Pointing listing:
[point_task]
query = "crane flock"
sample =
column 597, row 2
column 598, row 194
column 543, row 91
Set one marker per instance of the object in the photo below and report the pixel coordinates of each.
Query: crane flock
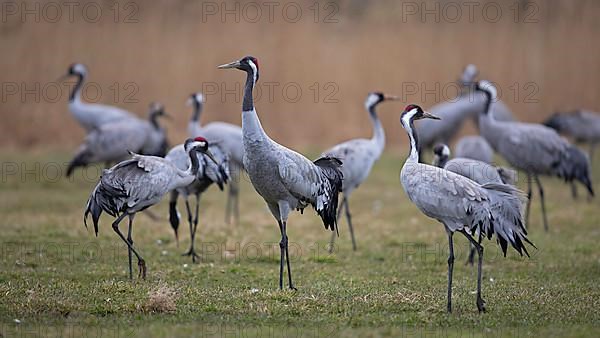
column 467, row 194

» **Your task**
Please write out the listing again, changing each "crane flock" to "heron colony" and keeping everything else the same. Leave the pictures out of your answer.

» **Answer for the task**
[point_task]
query = "heron colony"
sample =
column 597, row 2
column 598, row 194
column 543, row 91
Set one marker per instance of the object in the photo below and report the pixel coordinates of each.
Query: heron colony
column 467, row 194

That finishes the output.